== Text block
Nevertheless, A Feminist Foremother is a valuable volume, providing essays on different aspects of Rokeya. In “A Biographical Essay,” Quayum describes Rokeya's personal life and her setting up of her school in her husband's name. Drawing from Rokeya's letters and essays, he gives a brief but succinct picture of the struggle of this brave Muslim woman to ensure education for Muslim girls. 

 There has been some confusion about Rokeya Sakhawat Hossain's name. In Bangladesh, she is usually referred to as Begum Rokeya – the honorific “Begum” added as a mark of respect. In scholarly essays in English written by Bangladeshis, she is referred to by her first name – in the manner that Rabindranath and Nazrul are. However, there is also a confusion about the English spelling of her name. In an end note, Professor Quayum explains the spelling of Rokeya's name that the book has used – as did his earlier book The Essential Rokeya: Selected Works of Rokeya Sakhawat Hossain 1880-1932. Rokeya herself rarely wrote her full name. In much of her correspondence, she used just her initials: R. S. Hossain. She also occasionally spelled her surname “Hossein.” When she wrote in Bangla, she spelled her first name “Rokeya.” In one letter in English, which is reproduced in Abdul Quadir's book, the name is spelled “Roqyiah Khatun.” Unfortunately, there is a typographical error. The name in the original letter is spelled “Roquiah,” corresponding with the Urdu pronunciation. Though “Rokeya” has become the generally acknowledged spelling, I believe that this should have been corrected in a volume that brings together so many valuable essays on her.

The confusion over the spelling of Rokeya's name is also evident in the naming of a Dhaka University women's hall. In 1964, in recognition of Rokeya's contribution to women's education and emancipation, Dhaka University named the sole women's hall at the time after her. In an attempt to keep to the Urdu pronunciation of her name, the name in English was spelled “Ruqayyah Hall,” not “Rokeya Hall.” The university authorities were not perhaps aware at the time of how she spelled her name in English.  Should the spelling not be changed now?

Several of the essays in the book mark new territory. Thus, Mahua Sarkar  in “Rokeya Sakhawat Hossain and the Gender Debate among Muslim Intellectuals in Late Colonial Bengal,” notes that it is commonly believed that there was little material on Muslim women in the literature of colonial Bengal because very few of them wrote or did anything meriting attention. She refutes this misconception and points out that, by the third quarter of the nineteenth century, middle-class Bengali Muslims were taking to the print media and even writing in Bangla, despite the opposition of the Muslim orthodoxy. She notes the growth of Muslim periodicals that encouraged women to write.  She points out that by the first decade of the twentieth century, many Muslim women in Bengal were writing in both Muslim and Hindu journals. “Their contributions in the form of articles, short stories, poems, autobiographies and travel accounts – all of which went into changing women's roles within the home and outside – have been considerable“ (26). Despite this, she notes, the contributions of Muslim women have been overlooked: “The recorded history of women in pre-Partition Bengal . . .  continues to be overwhelmingly a narrative of the reformist experiments of a small minority of Hindu/Brahmo women, who actively participated in the modernising projects of the new 'liberal' elite” (26).  It is not only Rokeya Sakhawat Hossain's work that must be included, she stresses, but also that of “other Muslim women writers who made significant literary and critical contributions in pre-Partition Bengal”(26).
====
• **Problem details**: Write the next part of the review of the essay collection on Rokeya Sakhawat Hossain, starting after its final sentence. The records that come next are from a different source.
== Entries
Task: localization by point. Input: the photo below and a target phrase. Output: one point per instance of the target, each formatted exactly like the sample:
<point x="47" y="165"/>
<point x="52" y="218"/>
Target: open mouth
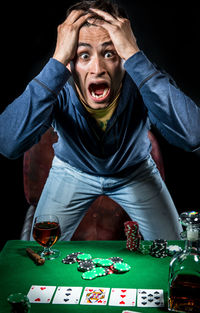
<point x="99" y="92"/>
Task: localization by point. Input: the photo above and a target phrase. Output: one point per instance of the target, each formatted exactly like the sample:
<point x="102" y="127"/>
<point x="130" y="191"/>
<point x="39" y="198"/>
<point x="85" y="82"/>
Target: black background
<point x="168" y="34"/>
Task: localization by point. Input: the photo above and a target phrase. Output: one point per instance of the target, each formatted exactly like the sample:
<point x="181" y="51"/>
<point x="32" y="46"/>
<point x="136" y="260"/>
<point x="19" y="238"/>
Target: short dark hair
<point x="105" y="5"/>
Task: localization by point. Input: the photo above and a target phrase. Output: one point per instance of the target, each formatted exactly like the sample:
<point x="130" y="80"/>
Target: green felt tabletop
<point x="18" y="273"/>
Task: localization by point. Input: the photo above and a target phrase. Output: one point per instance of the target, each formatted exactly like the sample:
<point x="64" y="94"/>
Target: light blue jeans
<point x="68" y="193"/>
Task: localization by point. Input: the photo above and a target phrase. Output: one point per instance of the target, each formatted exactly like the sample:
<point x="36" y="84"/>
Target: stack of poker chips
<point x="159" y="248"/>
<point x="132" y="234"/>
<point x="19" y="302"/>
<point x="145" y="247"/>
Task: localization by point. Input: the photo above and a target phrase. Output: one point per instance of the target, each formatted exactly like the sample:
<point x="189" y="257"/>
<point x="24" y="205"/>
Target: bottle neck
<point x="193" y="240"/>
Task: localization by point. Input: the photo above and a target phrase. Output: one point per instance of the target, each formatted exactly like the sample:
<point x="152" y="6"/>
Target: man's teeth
====
• **Task result**:
Both Mohammad A. Quayum's piece, “Inspired by the Bengal Renaissance: Rokeya's Role in the Education and Emancipation of Bengali (Muslim) Women,” and Sarmistha Dutta Gupta's essay, “From Sakhawat Memorial School to Rokeya Hall: A Journey Towards Language as Self-Respect,” explore Rokeya's contribution to education and emancipation, with the latter piece suggesting the far-reaching effects of Rokeya's contribution. Quayum suggests the influence of the Bengal Renaissance on Rokeya as well as the contemporary socio-cultural developments around her. “It is quite possible that had the Renaissance not opened up the environment and made education for women, and Muslim women in particular, acceptable, even if to a minimal degree, the idea of opening up a school for girls and taking up other activities to champion the cause of women, would not have occurred to Rokeya, or to her fellow women educationists and activists, as strongly. In this sense, she took up the mantle from her male counterparts rather efficiently and effectively” (59).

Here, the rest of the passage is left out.